Point annotation records

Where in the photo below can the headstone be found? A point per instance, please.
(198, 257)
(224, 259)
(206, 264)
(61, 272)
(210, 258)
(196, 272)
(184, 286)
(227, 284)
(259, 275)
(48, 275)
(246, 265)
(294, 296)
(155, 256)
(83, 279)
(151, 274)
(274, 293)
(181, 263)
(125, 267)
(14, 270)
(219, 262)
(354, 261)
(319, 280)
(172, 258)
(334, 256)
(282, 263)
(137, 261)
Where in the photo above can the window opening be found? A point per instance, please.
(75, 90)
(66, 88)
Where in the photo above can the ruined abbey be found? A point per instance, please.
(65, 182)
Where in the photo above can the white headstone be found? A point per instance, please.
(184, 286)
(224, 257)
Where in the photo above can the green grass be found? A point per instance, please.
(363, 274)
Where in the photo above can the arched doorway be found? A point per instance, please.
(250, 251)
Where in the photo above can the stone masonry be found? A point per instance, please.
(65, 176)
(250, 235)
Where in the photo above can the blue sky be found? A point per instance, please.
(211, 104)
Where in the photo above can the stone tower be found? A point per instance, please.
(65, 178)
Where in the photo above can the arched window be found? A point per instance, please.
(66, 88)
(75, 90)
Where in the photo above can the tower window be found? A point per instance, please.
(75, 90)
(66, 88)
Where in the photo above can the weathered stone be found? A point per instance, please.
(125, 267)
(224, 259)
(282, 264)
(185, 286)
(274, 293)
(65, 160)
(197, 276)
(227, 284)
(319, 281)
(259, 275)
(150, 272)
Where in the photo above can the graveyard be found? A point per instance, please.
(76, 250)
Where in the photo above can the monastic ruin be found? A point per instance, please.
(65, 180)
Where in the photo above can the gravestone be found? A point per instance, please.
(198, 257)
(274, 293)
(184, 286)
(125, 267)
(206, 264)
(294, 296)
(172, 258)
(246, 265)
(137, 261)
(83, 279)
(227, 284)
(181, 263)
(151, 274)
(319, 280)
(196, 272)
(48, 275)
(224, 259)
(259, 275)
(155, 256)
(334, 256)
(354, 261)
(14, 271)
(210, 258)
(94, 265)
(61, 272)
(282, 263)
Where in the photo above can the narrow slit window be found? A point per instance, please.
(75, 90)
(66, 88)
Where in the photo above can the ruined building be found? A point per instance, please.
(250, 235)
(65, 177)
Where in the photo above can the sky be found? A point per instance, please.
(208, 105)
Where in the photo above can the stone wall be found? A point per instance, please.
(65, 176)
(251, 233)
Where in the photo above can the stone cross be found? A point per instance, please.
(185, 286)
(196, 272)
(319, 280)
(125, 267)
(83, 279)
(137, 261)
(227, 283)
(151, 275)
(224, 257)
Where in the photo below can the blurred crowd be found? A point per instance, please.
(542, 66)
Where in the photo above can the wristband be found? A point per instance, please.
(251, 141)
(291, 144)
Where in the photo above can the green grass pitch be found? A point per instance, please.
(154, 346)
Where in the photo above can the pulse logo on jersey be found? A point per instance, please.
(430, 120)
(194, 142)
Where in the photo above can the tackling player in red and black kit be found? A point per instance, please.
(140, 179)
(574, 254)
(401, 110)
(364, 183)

TASK STATEMENT — Copy out every one of the items above, word for word and in the same order, with no changes.

RESPONSE FOR THIS EXERCISE —
Where in the photo below can the headstone be found? A point per instance, please.
(198, 257)
(224, 259)
(206, 264)
(61, 272)
(210, 258)
(196, 272)
(184, 286)
(227, 284)
(259, 275)
(48, 275)
(246, 265)
(294, 296)
(155, 256)
(83, 279)
(151, 274)
(274, 293)
(181, 263)
(125, 267)
(14, 270)
(219, 262)
(354, 261)
(319, 280)
(172, 258)
(334, 256)
(282, 263)
(137, 261)
Where in the photo above can the window opening be found? A point per instance, please.
(75, 90)
(66, 88)
Where in the photo above can the ruined abbey be found? A point per instance, please.
(65, 182)
Where in the photo above can the white headstone be found? A point per instance, please.
(184, 286)
(224, 257)
Where in the photo above can the green grass be found? A point per instance, please.
(363, 274)
Where in the photo above can the arched doorway be found? A point per instance, please.
(250, 251)
Where in the photo above can the stone masonry be found? A point per instance, please.
(65, 176)
(250, 235)
Where in the photo above can the blue sky be found? A point per instance, please.
(211, 104)
Where in the photo above can the stone tower be found? A point per instance, please.
(65, 178)
Where in the photo above can the arched window be found? A point per instance, please.
(66, 88)
(75, 90)
Where in the photo above can the tower window be found? A point per instance, please.
(75, 90)
(66, 88)
Where in the photo above can the weathered stone be found? A point per instance, please.
(125, 267)
(224, 259)
(282, 264)
(185, 286)
(274, 293)
(65, 160)
(197, 276)
(227, 284)
(319, 281)
(259, 275)
(150, 272)
Where in the photo above can the graveyard be found? A point per instance, please.
(76, 250)
Where in the photo above can the monastic ruin be found? A point per instance, please.
(65, 180)
Where in the photo above can the gravestone be found? A point per instance, please.
(198, 257)
(274, 293)
(184, 286)
(125, 267)
(206, 264)
(294, 296)
(172, 258)
(246, 265)
(137, 261)
(83, 279)
(227, 284)
(181, 263)
(151, 274)
(319, 280)
(196, 272)
(48, 275)
(224, 259)
(259, 275)
(155, 256)
(334, 256)
(354, 261)
(14, 271)
(210, 258)
(94, 265)
(61, 272)
(282, 263)
Where in the photo above can the narrow slit window be found? A point per instance, please.
(75, 90)
(66, 88)
Where in the photo above can the ruined building be found? A point per instance, please.
(250, 235)
(65, 177)
Where in the photo above can the sky be found? A point per instance, please.
(208, 105)
Where in the photo above can the stone wall be found? A point per instance, please.
(65, 176)
(251, 233)
Where in the photo above can the stone cross be found? A point per instance, please.
(185, 286)
(196, 272)
(319, 280)
(125, 267)
(83, 279)
(137, 261)
(227, 283)
(151, 275)
(224, 257)
Where in the photo below can the blurred crowd be found? A point per instance, please.
(542, 66)
Where in the photo above can the wristband be found? A point per instance, please.
(251, 141)
(291, 144)
Where in the photo above can the green grass pitch be found? A point per instance, please.
(154, 346)
Where in the photo above can the pulse logo on jersey be found? A point per instance, please.
(430, 120)
(194, 142)
Where in the photo above can the tackling player in red and black kit be found? A point per instance, please.
(140, 179)
(574, 254)
(401, 110)
(364, 183)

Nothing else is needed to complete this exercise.